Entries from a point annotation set
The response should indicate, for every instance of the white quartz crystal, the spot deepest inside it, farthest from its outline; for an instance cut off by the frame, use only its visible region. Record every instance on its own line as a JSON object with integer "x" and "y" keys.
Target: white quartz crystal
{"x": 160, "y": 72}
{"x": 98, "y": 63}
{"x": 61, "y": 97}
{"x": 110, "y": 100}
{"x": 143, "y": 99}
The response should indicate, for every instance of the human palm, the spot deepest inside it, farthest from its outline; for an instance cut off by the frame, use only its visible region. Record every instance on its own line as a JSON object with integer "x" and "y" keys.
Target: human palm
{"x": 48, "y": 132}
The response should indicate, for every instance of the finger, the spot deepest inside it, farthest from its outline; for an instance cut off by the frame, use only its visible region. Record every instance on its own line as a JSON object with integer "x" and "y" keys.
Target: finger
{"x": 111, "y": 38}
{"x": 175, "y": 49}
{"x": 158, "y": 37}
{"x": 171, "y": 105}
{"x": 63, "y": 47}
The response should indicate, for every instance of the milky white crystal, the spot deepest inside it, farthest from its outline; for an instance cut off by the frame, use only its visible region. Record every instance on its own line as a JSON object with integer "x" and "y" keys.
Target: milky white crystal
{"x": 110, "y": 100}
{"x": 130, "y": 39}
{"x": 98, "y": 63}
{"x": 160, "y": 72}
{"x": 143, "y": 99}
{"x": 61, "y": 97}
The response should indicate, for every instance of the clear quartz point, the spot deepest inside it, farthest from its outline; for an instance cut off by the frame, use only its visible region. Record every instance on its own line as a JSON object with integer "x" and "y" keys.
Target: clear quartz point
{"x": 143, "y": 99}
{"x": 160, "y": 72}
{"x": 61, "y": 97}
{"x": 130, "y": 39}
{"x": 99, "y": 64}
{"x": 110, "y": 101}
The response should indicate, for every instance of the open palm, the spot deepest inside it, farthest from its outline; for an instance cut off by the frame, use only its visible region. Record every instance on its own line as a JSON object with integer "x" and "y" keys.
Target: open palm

# [TASK TO CARRY OUT]
Retype the lines of the listing from the one containing "The response should indicate, for every instance of the open" through the end of the listing, with both the first line and the last line included.

# [THE REPLY]
The response should indicate, for every instance of the open palm, the spot deepest inside it, farthest from its outline; for an instance cut off by the frame, use only its visible region. Record every instance on its own line as a JSON object with integer "x" and "y" keys.
Target: open palm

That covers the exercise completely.